→ **Short task a**
Decide whether each of the following statements agrees with the tutorial excerpt below. Answer yes or no for each, and support each answer with the deciding words from the tutorial excerpt, quoted exactly. (i) The author runs a MySQL server in a Docker container. (ii) END AS is used to assign the value to a column called price_range. (iii) The Python packages are installed with the Conda package manager.

→ **Source document**
In the next step, we check if the unit_price
is greater than or equal to five, or less than or equal to 10. If it is, we’ll return the value Medium
. If the condition fails, execution will continue. Since we know the price must be greater than 10, we can use ELSE
to exit the flow control section and return the label High
. Finally, we use END AS
to assign the value to a column called price_range
.
It’s pretty easy really, but let’s look at some other examples, using an actual database.
First, you’ll need to create a MySQL database. I run my MySQL server in a Docker container and have created a test database based on the widely used Online Retail Dataset. I’ve created a couple of step-by-step guides that you can follow to create your own MySQL Docker container and import a MySQL database, so you can follow along on the very same data. It only takes a few minutes.
Once you’ve got your MySQL server setup, open up a Jupyter notebook and install the SQLAlchemy and PyMySQL Python packages. We’ll be using these to connect to MySQL and pass in database queries using Pandas. Once you’ve installed the packages using the Pip package manager, import pandas
and the create_engine
module from sqlalchemy
.

→ **Short task b**
From the records below, pick out every line that contains the string "tracksuit" and copy each one. Case counts.

→ **Material for the task**
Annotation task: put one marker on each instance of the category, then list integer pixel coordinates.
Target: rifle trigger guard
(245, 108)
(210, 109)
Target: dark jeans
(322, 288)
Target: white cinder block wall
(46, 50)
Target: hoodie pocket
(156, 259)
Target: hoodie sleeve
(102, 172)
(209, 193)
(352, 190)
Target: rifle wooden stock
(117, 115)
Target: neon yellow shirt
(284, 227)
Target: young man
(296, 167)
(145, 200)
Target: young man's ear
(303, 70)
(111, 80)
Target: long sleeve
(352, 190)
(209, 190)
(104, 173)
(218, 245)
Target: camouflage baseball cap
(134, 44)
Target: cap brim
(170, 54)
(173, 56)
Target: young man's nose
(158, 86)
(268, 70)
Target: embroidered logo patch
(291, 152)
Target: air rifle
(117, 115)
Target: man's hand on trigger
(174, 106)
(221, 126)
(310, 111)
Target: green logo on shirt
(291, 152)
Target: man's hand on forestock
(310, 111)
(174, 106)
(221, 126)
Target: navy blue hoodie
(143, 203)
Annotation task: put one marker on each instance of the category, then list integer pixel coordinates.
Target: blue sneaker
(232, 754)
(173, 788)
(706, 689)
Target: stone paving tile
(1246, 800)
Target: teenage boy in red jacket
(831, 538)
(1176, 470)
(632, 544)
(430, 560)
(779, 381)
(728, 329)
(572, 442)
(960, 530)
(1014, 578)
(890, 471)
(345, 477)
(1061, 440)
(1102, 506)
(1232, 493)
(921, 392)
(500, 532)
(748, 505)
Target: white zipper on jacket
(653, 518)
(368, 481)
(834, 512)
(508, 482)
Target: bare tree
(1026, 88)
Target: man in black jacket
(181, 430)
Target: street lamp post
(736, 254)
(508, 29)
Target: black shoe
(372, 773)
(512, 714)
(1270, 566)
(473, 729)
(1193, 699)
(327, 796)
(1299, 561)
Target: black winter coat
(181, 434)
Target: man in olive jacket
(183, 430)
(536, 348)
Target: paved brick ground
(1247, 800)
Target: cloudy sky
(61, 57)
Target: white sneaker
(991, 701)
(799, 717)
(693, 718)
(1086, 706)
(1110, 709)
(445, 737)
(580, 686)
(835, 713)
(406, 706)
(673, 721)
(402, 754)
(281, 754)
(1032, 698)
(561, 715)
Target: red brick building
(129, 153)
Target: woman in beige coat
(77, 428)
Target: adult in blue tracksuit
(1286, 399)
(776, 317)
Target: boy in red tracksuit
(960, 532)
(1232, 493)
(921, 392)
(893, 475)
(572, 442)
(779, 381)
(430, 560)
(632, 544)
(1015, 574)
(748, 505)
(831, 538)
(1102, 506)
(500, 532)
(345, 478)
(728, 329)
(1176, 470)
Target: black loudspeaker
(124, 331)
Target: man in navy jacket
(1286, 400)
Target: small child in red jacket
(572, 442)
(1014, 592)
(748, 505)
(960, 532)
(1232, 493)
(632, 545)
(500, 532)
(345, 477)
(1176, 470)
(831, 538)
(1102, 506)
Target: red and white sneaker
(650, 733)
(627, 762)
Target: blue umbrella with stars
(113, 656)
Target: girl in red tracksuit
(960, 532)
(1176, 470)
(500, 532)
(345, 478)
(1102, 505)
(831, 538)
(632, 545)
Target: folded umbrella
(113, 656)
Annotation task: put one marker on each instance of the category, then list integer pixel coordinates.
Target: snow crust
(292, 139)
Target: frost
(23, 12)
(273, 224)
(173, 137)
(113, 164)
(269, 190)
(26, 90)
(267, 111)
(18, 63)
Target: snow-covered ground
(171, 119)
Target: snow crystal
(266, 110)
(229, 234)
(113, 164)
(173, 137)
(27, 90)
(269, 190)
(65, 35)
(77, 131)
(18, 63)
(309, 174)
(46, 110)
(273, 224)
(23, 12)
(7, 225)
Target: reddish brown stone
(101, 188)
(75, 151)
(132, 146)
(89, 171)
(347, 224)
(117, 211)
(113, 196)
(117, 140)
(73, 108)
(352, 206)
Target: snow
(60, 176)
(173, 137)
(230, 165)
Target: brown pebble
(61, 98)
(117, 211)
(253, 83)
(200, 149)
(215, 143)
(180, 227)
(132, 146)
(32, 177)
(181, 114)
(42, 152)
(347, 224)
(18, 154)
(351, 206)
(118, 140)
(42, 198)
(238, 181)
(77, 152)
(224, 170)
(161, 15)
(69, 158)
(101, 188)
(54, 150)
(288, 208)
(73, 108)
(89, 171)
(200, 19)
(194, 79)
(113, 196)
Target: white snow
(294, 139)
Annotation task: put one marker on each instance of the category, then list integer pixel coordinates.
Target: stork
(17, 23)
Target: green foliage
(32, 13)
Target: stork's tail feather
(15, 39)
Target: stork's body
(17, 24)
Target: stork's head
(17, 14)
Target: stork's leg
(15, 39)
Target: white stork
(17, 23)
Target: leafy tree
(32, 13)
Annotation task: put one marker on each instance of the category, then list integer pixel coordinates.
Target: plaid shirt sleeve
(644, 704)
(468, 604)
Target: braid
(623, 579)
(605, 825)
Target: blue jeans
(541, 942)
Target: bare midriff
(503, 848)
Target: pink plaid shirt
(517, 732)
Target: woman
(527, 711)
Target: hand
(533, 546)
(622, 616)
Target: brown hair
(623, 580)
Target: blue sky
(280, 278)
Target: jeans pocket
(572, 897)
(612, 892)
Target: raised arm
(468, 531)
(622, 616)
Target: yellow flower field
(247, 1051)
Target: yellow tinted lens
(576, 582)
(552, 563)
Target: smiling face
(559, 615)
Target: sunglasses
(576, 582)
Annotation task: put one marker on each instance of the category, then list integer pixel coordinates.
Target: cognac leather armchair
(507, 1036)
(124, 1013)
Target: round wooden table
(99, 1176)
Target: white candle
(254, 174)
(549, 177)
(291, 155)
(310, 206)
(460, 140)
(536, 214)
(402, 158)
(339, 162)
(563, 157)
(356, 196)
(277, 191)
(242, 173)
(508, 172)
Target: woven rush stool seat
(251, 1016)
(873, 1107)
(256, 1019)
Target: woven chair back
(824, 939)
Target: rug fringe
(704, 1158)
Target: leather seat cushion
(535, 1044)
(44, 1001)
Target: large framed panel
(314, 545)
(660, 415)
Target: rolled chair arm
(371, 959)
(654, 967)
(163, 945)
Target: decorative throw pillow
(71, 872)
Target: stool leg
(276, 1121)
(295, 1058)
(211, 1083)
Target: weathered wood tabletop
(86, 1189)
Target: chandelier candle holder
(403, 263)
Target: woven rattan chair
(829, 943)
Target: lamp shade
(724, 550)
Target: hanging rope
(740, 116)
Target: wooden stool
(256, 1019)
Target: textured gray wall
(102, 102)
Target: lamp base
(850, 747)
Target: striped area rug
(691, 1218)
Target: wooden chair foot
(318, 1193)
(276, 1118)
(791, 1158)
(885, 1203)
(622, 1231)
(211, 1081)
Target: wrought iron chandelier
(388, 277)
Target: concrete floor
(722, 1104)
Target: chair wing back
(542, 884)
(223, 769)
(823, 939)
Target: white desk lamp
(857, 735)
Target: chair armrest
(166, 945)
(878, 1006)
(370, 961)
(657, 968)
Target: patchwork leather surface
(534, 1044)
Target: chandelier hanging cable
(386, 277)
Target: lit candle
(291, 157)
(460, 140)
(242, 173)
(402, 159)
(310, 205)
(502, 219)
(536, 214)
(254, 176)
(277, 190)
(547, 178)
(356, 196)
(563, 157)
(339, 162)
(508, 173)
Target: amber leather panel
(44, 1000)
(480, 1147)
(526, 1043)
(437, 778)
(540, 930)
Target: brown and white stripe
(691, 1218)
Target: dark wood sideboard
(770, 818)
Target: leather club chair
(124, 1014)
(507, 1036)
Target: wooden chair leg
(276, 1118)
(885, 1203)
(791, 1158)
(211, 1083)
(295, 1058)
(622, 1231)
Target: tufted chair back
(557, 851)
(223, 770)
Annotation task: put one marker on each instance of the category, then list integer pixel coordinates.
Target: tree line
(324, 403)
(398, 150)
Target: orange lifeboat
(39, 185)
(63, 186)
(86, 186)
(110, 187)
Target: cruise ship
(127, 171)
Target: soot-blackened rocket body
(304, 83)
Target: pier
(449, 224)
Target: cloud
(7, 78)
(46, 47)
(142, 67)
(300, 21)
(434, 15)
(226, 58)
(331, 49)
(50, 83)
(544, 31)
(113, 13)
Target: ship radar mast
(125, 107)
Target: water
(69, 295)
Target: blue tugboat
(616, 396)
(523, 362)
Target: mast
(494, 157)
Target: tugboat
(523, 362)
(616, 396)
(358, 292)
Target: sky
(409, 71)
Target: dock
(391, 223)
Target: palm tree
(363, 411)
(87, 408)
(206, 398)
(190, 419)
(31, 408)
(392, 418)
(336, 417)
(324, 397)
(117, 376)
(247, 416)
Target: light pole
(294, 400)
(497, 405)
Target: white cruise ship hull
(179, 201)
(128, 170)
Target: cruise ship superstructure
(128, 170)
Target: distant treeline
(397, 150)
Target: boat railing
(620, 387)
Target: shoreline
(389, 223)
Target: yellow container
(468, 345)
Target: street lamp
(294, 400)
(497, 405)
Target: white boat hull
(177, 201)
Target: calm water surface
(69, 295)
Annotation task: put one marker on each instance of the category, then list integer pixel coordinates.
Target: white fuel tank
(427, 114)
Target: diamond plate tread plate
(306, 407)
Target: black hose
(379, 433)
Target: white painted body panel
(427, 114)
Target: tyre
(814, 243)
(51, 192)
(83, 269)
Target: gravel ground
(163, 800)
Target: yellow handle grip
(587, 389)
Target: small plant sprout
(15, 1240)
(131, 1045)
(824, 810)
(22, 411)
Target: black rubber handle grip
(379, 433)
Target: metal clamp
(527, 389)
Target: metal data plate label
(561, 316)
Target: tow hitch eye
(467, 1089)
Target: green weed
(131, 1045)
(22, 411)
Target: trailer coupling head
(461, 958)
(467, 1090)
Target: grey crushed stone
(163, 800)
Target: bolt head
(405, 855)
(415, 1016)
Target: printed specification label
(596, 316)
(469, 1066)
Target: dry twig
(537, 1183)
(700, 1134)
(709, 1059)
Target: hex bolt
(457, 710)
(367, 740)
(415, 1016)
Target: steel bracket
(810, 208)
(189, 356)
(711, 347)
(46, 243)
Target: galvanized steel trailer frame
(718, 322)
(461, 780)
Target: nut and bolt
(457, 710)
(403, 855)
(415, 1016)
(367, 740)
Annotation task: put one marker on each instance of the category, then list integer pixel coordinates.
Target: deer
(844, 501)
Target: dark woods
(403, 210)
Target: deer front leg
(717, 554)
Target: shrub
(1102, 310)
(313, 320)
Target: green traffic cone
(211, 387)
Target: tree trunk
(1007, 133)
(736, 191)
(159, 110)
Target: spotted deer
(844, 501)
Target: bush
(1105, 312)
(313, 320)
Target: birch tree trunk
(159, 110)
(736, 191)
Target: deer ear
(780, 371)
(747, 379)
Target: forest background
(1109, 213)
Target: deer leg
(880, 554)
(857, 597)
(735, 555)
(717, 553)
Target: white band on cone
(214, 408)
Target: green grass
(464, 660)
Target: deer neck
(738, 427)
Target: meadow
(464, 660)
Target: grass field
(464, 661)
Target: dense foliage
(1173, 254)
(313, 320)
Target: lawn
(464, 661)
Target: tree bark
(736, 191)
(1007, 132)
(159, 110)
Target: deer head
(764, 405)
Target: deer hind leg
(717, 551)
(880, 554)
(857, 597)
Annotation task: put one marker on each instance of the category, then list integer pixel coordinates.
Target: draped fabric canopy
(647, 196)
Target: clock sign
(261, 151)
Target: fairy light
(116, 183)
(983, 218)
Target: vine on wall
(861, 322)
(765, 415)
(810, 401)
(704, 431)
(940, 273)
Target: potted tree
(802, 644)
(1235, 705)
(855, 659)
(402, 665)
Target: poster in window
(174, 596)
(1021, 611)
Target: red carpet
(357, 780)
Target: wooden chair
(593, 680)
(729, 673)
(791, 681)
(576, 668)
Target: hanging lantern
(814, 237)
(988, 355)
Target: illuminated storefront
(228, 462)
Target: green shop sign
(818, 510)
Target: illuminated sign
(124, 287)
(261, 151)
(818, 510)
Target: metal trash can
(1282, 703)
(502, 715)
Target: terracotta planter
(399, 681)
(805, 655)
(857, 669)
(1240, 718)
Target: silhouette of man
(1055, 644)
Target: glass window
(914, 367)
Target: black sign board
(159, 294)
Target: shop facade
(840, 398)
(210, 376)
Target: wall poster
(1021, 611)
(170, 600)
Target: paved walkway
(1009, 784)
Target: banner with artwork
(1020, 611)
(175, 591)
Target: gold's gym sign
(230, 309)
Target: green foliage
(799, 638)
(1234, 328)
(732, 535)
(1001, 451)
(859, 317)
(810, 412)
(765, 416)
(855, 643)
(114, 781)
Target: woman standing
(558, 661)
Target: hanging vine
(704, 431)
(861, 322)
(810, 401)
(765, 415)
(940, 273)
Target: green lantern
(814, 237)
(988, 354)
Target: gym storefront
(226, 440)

→ **Correct answer a**
(i) Yes: "I run my MySQL server in a Docker container"
(ii) Yes: "to assign the value to a column called price_range"
(iii) No: "using the Pip package manager"

→ **Correct answer b**
Target: adult in blue tracksuit
Target: boy in red tracksuit
Target: girl in red tracksuit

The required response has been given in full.